(Data Opens)

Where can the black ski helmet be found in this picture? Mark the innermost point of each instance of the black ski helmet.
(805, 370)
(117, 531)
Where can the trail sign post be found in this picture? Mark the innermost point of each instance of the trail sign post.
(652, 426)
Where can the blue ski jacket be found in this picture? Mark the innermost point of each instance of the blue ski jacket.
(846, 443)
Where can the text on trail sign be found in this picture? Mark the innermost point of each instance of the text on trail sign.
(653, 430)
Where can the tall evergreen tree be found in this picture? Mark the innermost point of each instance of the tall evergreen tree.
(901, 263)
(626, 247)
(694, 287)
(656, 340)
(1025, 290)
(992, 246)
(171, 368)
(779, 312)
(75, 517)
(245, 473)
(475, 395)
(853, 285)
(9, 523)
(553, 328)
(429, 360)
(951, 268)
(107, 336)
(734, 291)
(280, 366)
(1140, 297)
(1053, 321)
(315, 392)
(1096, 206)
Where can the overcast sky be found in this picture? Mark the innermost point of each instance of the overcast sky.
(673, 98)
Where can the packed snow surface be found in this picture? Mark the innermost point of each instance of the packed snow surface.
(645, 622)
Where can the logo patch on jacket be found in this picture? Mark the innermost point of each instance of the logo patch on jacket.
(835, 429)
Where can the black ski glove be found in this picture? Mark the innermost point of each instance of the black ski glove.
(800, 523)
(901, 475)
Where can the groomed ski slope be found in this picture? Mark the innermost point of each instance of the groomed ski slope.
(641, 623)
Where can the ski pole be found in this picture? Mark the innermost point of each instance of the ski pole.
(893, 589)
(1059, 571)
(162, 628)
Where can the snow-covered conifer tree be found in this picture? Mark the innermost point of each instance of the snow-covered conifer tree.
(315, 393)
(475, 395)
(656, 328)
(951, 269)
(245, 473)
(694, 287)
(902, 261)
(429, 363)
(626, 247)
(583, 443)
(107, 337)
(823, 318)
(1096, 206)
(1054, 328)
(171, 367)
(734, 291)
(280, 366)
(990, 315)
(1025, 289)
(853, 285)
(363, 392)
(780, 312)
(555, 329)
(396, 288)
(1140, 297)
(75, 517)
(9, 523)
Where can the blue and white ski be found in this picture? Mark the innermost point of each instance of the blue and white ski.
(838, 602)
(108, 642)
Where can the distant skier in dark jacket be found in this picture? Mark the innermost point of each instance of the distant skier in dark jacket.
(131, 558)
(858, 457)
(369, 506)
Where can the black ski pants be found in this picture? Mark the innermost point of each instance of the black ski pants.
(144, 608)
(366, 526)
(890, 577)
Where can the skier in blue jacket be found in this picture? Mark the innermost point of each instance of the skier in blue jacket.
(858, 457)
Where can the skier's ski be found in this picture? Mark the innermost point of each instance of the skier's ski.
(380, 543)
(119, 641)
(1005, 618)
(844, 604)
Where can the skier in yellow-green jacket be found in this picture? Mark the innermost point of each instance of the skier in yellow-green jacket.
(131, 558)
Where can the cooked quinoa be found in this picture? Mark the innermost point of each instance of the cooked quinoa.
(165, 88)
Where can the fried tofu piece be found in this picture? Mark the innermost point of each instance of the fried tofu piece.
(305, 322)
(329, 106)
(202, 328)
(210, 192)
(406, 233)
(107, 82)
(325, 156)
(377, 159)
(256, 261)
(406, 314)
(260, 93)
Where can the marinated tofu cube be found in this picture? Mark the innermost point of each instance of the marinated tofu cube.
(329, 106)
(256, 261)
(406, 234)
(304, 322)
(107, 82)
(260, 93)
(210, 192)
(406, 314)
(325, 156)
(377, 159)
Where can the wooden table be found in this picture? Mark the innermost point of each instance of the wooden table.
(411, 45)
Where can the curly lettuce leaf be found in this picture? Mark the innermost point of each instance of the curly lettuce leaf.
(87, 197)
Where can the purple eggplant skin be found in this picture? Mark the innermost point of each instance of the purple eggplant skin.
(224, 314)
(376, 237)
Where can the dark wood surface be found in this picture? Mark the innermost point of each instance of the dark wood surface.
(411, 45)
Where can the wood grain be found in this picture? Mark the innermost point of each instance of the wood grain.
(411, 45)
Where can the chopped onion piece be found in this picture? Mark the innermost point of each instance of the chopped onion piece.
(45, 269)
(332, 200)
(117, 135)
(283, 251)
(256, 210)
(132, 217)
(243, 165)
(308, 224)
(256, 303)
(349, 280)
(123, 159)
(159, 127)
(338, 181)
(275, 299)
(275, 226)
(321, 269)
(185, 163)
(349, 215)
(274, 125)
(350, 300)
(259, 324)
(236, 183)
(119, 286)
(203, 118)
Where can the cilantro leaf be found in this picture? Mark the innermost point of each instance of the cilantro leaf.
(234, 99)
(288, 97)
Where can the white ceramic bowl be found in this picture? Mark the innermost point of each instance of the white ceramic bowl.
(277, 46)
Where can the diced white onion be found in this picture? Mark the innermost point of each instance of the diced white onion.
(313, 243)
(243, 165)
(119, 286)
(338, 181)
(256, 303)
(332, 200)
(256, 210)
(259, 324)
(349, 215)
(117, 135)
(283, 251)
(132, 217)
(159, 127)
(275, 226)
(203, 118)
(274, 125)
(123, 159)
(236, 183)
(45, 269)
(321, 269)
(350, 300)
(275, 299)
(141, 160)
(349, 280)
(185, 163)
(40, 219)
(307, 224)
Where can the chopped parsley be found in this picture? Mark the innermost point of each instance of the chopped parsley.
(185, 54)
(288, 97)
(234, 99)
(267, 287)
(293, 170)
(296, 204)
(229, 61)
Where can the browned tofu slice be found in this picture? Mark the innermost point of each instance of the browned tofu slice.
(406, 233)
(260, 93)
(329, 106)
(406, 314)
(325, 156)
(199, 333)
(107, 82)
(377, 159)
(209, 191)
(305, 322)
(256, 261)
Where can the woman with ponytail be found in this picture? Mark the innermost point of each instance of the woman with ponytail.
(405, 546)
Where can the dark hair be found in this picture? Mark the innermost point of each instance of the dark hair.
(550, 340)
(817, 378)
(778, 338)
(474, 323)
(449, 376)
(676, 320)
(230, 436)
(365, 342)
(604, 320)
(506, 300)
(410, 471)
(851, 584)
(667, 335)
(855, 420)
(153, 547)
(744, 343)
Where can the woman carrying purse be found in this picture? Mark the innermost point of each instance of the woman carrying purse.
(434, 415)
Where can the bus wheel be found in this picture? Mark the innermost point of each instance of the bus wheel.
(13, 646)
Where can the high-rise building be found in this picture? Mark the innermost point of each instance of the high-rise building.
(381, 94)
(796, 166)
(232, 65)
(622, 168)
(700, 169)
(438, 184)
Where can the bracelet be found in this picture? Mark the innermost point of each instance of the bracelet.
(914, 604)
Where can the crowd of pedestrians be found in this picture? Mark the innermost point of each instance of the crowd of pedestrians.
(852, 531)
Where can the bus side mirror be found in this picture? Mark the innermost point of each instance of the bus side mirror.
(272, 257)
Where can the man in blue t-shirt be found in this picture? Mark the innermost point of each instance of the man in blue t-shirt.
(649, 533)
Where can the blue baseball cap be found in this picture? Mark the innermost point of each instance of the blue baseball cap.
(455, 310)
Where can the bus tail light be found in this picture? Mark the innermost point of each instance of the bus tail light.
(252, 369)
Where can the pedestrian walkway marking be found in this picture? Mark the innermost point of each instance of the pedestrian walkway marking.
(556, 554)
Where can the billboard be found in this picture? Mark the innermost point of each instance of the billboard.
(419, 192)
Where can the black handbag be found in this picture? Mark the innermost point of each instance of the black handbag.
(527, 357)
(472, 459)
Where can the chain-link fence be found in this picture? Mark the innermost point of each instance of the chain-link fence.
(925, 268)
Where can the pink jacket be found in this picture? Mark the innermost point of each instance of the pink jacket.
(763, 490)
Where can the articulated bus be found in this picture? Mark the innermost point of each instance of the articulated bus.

(Data Closes)

- **What to work on**
So that nothing is lost, please reproduce each entry exactly as written.

- **Answer below**
Where can the black ski helmet be found in this picture? Mark the innermost point of each instance of the black ski helmet.
(805, 370)
(117, 531)
Where can the trail sign post be found in this picture? Mark the innermost point of each instance of the trail sign post.
(652, 426)
Where can the blue ski jacket be found in this picture? Mark the innermost point of each instance of the blue ski jacket.
(846, 443)
Where can the text on trail sign be found in this picture? Mark the innermost point of each instance of the text on trail sign.
(653, 430)
Where can the tall evergreen tree be found in this picture? Mark the innermost point of each instance of the tall evergreen tree.
(901, 263)
(626, 247)
(694, 287)
(656, 340)
(1025, 290)
(992, 246)
(171, 368)
(779, 312)
(75, 517)
(245, 473)
(475, 395)
(853, 285)
(9, 523)
(553, 328)
(429, 360)
(951, 268)
(107, 336)
(734, 291)
(280, 366)
(1140, 297)
(1053, 321)
(315, 392)
(1096, 206)
Where can the overcast sky be found in this picture? Mark the innermost point of each instance of the overcast sky.
(673, 98)
Where can the packed snow surface be found in this picture? Mark the innermost point of each instance of the packed snow surface.
(645, 622)
Where can the logo patch on jacket be found in this picture? Mark the innermost point of each instance of the logo patch on jacket.
(835, 429)
Where can the black ski glove be found in this picture? Mark the innermost point of each instance of the black ski glove.
(800, 523)
(901, 475)
Where can the groomed ski slope be found in this picture? Mark the innermost point of each instance of the groomed ski slope.
(641, 623)
Where can the ski pole be found in this picture? Mark the innermost point of each instance of the ski pole.
(893, 589)
(1059, 571)
(162, 628)
Where can the snow-covered conifer tree be found in this picture? Mark the innermost point of each instance of the snow-covered conifer tree.
(315, 393)
(475, 395)
(656, 328)
(951, 269)
(245, 473)
(694, 287)
(902, 261)
(429, 363)
(626, 247)
(583, 443)
(107, 337)
(823, 318)
(1096, 206)
(1054, 328)
(171, 367)
(734, 291)
(280, 366)
(990, 315)
(1025, 289)
(853, 285)
(363, 392)
(780, 312)
(555, 329)
(396, 288)
(1140, 297)
(75, 517)
(9, 523)
Where can the blue and white ski be found in this picture? Mark the innermost point of each instance of the blue and white ski.
(838, 602)
(108, 642)
Where can the distant skier in dark jacket be found in this picture? Mark the innermost point of each instance of the distant skier in dark jacket.
(131, 558)
(858, 457)
(369, 506)
Where can the black ski pants be found in this picture? Mark the innermost point of each instance of the black ski pants.
(144, 608)
(366, 526)
(890, 577)
Where can the skier in blue jacket be found in this picture? Mark the innermost point of each instance of the skier in blue jacket.
(858, 457)
Where can the skier's ski be found in this picture? Mark the innermost point of each instance of the skier's ski.
(380, 543)
(119, 641)
(1005, 618)
(844, 604)
Where can the skier in yellow-green jacket be found in this picture? Mark the innermost point of each instance of the skier in yellow-green jacket.
(131, 558)
Where can the cooked quinoa be found in this picture? Mark the innermost point of each instance of the cooked quinoa.
(165, 88)
Where can the fried tofu piece be found in this picture? Mark the innermost point of each instance of the fried tofu piece.
(305, 322)
(329, 106)
(202, 328)
(210, 192)
(406, 233)
(107, 82)
(325, 156)
(377, 159)
(256, 261)
(406, 314)
(260, 93)
Where can the marinated tofu cube be found in this picture? Mark the innermost point of each instance of the marinated tofu cube.
(329, 106)
(256, 261)
(406, 234)
(304, 322)
(107, 82)
(260, 93)
(210, 192)
(406, 314)
(325, 156)
(377, 159)
Where can the wooden table be found in this picture? Mark the innermost point of each instance of the wooden table.
(411, 45)
Where can the curly lettuce leaf be found in this picture? Mark the innermost point of each instance of the curly lettuce leaf.
(87, 197)
Where can the purple eggplant skin be found in this picture? Mark the innermost point of each instance of the purple eggplant skin.
(224, 314)
(376, 237)
Where can the dark wood surface be found in this picture? Mark the innermost point of each instance of the dark wood surface.
(411, 45)
Where can the wood grain be found in this picture? Mark the innermost point of each instance of the wood grain.
(411, 45)
Where can the chopped onion piece be found in this picture? Mark the innermost point of each instance of the chopped onion piece.
(45, 269)
(332, 200)
(117, 135)
(283, 251)
(256, 210)
(132, 217)
(243, 165)
(308, 224)
(256, 303)
(349, 280)
(123, 159)
(159, 127)
(338, 181)
(275, 299)
(275, 226)
(321, 269)
(185, 163)
(349, 215)
(274, 125)
(350, 300)
(259, 324)
(236, 183)
(119, 286)
(203, 118)
Where can the cilantro leaf be found in this picture? Mark the innermost point of each instance of the cilantro leaf.
(234, 99)
(288, 97)
Where can the white ceramic bowl be found in this picture? Mark the innermost point of each instance of the white ceramic bowl.
(277, 46)
Where can the diced white onion be found in this picture? Mark the innermost point of each instance of the diced white onion.
(313, 243)
(243, 165)
(119, 286)
(338, 181)
(256, 303)
(332, 200)
(256, 210)
(259, 324)
(349, 215)
(117, 135)
(283, 251)
(132, 217)
(159, 127)
(275, 226)
(203, 118)
(274, 125)
(123, 159)
(236, 183)
(45, 269)
(321, 269)
(350, 300)
(275, 299)
(141, 160)
(349, 280)
(185, 163)
(40, 219)
(307, 224)
Where can the chopped parsley be found in this picture? Mark the innermost point of each instance of the chopped parsley.
(185, 54)
(288, 97)
(234, 99)
(267, 287)
(293, 170)
(296, 204)
(229, 61)
Where can the browned tofu slice be found in this picture? Mark the innermost point of each instance of the browned tofu slice.
(406, 233)
(260, 93)
(329, 106)
(406, 314)
(325, 156)
(199, 333)
(107, 82)
(377, 159)
(209, 191)
(305, 322)
(256, 261)
Where can the woman with ponytail be found in this picture? Mark the innermost point of each instance of the woman with ponytail.
(405, 546)
Where can the dark hair be found in this picture? Mark the innermost point of each instance of the dark hair.
(550, 340)
(817, 378)
(778, 338)
(474, 323)
(449, 376)
(676, 320)
(230, 436)
(365, 342)
(604, 320)
(506, 300)
(410, 471)
(851, 584)
(667, 335)
(855, 420)
(153, 547)
(744, 343)
Where can the woman carrying purse be found in this picture? Mark the innermost point of each instance of the woman carrying purse.
(434, 415)
Where can the bus wheel be found in this picture? Mark the innermost point of each instance of the bus wheel.
(13, 646)
Where can the high-rise building be found in this picture? Mark the innermost point of each instance of the high-rise building.
(381, 94)
(796, 166)
(232, 65)
(622, 168)
(700, 169)
(438, 184)
Where can the bracelet be found in this picture? Mark the innermost point of each instance of the bracelet.
(914, 604)
Where can the crowd of pedestrians be found in this picture? Mark the innermost point of each instance of the crowd of pedestrians.
(852, 531)
Where can the bus side mirror be found in this picture? Mark the innermost point of each instance of the bus side mirror.
(272, 257)
Where can the man in blue t-shirt be found in this picture? Mark the innermost point of each instance of the man in blue t-shirt.
(649, 533)
Where can the blue baseball cap be found in this picture? Mark the innermost point of each instance of the blue baseball cap.
(455, 310)
Where can the bus tail light be found in this picture? Mark the innermost point of each instance of the bus tail light.
(252, 369)
Where can the pedestrian walkway marking be found in this picture? Mark the innermost point of each instance of the pedestrian walkway marking.
(556, 554)
Where can the billboard be found in this picture? Mark the innermost point of each instance of the billboard.
(419, 192)
Where can the black handbag be found in this picture? Mark the innermost point of each instance of the black handbag.
(527, 357)
(472, 459)
Where can the chain-link fence be found in this picture? Mark the innermost point of each instance of the chain-link fence.
(925, 268)
Where can the pink jacket be found in this picture? Mark the innermost point of each instance of the pink jacket.
(763, 490)
Where can the articulated bus be found in this picture? Mark the innermost point of each instance of the articulated bus.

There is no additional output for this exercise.